(Dataset excerpts on object pointing)
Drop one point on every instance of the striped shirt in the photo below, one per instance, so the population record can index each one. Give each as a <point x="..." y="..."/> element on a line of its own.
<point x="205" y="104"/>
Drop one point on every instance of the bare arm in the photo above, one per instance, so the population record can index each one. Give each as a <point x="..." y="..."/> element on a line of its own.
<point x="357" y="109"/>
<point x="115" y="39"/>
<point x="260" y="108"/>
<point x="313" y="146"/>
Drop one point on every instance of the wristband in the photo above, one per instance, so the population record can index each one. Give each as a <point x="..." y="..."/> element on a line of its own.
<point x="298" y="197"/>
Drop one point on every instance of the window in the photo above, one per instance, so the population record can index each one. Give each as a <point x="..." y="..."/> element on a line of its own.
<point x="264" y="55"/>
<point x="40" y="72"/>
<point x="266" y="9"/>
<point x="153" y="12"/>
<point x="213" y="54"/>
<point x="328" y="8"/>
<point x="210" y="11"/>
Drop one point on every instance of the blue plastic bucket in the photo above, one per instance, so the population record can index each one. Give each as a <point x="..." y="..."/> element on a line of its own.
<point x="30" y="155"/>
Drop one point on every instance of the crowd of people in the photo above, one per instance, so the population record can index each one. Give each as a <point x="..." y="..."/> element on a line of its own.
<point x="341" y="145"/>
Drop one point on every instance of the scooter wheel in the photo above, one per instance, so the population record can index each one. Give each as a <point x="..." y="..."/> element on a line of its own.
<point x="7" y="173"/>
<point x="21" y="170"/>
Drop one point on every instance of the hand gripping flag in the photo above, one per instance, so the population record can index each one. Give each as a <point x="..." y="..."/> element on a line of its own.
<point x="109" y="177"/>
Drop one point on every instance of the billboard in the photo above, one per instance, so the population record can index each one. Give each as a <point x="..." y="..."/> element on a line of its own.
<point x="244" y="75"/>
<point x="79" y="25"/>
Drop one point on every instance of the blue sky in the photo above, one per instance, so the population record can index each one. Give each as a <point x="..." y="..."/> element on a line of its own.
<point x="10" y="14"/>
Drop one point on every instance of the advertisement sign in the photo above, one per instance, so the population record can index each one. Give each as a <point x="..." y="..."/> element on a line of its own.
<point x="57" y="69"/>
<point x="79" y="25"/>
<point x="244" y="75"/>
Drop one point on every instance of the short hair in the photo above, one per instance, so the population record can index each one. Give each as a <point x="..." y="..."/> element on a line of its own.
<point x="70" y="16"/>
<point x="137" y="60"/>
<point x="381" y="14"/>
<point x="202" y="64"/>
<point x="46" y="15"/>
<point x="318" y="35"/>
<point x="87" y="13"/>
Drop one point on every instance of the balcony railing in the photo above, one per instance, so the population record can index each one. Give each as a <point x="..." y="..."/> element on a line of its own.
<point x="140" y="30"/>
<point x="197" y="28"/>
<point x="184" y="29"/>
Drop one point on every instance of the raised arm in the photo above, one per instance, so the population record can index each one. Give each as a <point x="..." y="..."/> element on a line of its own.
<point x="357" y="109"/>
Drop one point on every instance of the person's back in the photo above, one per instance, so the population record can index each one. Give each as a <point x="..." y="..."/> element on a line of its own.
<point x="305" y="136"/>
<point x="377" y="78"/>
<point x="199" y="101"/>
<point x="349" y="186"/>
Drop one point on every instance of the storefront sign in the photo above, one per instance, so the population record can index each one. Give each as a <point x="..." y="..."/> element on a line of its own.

**Task brief**
Can you retype every one of the records above exactly, line for line?

**Task output**
Drop one point on every instance of the striped shirt in the photo below, one per instance, so the population record can index each one. Give each as a <point x="..." y="..."/> element on a line of its own.
<point x="205" y="104"/>
Drop one point on every instance of the bare arm in the photo above, one per instance, so the population record can index each one. Give each as a <point x="..." y="..."/> element on a line of its own.
<point x="357" y="109"/>
<point x="115" y="39"/>
<point x="260" y="108"/>
<point x="313" y="146"/>
Drop one point on every instance of the wristband in the photo above, one per instance, so the population record can index each one. Give each as a <point x="..." y="..."/> element on a line of its own.
<point x="298" y="197"/>
Drop one point on every instance of the window in the photo above, one per instance, so the population record can index each one. Give each as a <point x="..." y="..."/> element on a line of its own.
<point x="264" y="55"/>
<point x="40" y="72"/>
<point x="266" y="9"/>
<point x="153" y="12"/>
<point x="213" y="54"/>
<point x="328" y="8"/>
<point x="210" y="11"/>
Drop one point on every instance of the blue plastic bucket in the photo above, one per instance, so the population record can index each one. Give each as a <point x="..." y="..."/> element on a line of its own.
<point x="30" y="155"/>
Drop one point on every instance of the crowd of people in the photo above, one per instance, so the population record can index each one. Give each as a <point x="..." y="..."/> element on a line of its own.
<point x="341" y="145"/>
Drop one point on every instance of the scooter wheel in the photo above, one per instance, so the population record can index each one. Give each as a <point x="..." y="..."/> element on a line of its own.
<point x="7" y="173"/>
<point x="21" y="170"/>
Drop one point on every instance of the hand gripping flag in the photo above, one per instance, so the population record can index each one. Give each as a <point x="..." y="..."/> element on a line of its own.
<point x="109" y="177"/>
Drop one point on every instance of the billboard in the photo above, one per instance, so the population record can index each one. Give each as a <point x="..." y="..."/> element on a line of its own.
<point x="244" y="75"/>
<point x="79" y="25"/>
Drop one point on every instance of the blue sky in the photo above, one per instance, so the population record can index each one. Give each as a <point x="..." y="..."/> element on a line of its own.
<point x="10" y="14"/>
Drop one point on every instance of the advertisement sign in the photo above, one per instance, so the population record can index each one. Give each as a <point x="..." y="..."/> element on a line of its own.
<point x="57" y="69"/>
<point x="79" y="25"/>
<point x="244" y="75"/>
Drop one point on every instance of the short hair in the photo above, one per instance, so the population record can index each one. Give each as a <point x="..." y="..."/> element on a line of its own.
<point x="70" y="16"/>
<point x="137" y="60"/>
<point x="381" y="14"/>
<point x="202" y="64"/>
<point x="46" y="15"/>
<point x="318" y="35"/>
<point x="87" y="13"/>
Drop one point on every instance of the balcony railing in the photo above, one per instance, so the population record can index each one. Give each as a <point x="..." y="..."/> element on a line of its own.
<point x="140" y="30"/>
<point x="197" y="28"/>
<point x="184" y="29"/>
Drop one point on every instance of the raised arm in the photo above, one per instance, so the population record can index each one. Give each as a <point x="..." y="..."/> element on a line of its own.
<point x="357" y="109"/>
Drop one point on every instance of the person's back in the photo above, one per instance, so the population record can index each one. Give each as a <point x="..." y="..."/> element on a line of its own.
<point x="305" y="136"/>
<point x="377" y="78"/>
<point x="199" y="101"/>
<point x="349" y="186"/>
Drop one point on every instance of the storefront sign in the photo above, one per instance, so the population record can index each one. Give each as a <point x="..." y="..."/> element on a line of its own.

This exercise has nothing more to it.